_THE PROBLEM_: Collect each line in the rows below that contains the word "column", and copy every such line in full.

_RECORDS SHOWN_:
____________________
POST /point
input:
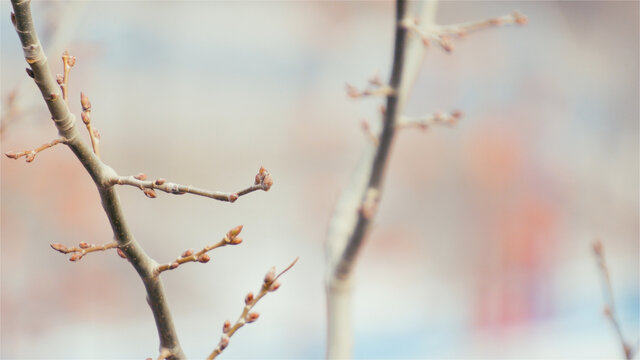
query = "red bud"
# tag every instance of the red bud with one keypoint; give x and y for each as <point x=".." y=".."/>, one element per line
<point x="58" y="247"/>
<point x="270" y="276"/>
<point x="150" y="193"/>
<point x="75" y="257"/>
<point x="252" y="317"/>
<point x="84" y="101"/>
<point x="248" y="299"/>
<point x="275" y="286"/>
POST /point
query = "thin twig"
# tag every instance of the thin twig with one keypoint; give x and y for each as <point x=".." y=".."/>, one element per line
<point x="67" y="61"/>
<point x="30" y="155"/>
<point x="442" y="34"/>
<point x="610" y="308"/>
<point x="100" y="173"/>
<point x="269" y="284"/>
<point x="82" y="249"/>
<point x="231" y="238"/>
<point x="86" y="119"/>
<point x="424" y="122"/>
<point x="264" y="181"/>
____________________
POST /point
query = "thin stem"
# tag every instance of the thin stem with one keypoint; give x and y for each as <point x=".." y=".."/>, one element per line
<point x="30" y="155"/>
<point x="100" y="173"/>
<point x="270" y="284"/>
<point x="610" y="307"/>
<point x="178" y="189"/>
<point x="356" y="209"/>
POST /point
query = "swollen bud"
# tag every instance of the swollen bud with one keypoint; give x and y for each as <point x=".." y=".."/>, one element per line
____________________
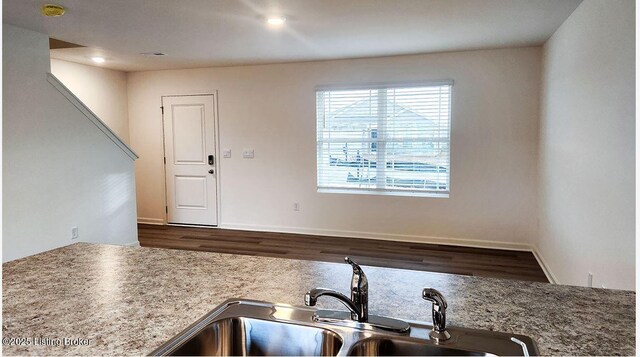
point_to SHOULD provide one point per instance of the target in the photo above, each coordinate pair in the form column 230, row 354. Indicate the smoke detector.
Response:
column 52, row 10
____________________
_TASK OUTPUT_:
point_to SHOULD provide one point per instance of the target in the photo above, each coordinate pair in the form column 230, row 354. Indicate the smoke detector.
column 52, row 10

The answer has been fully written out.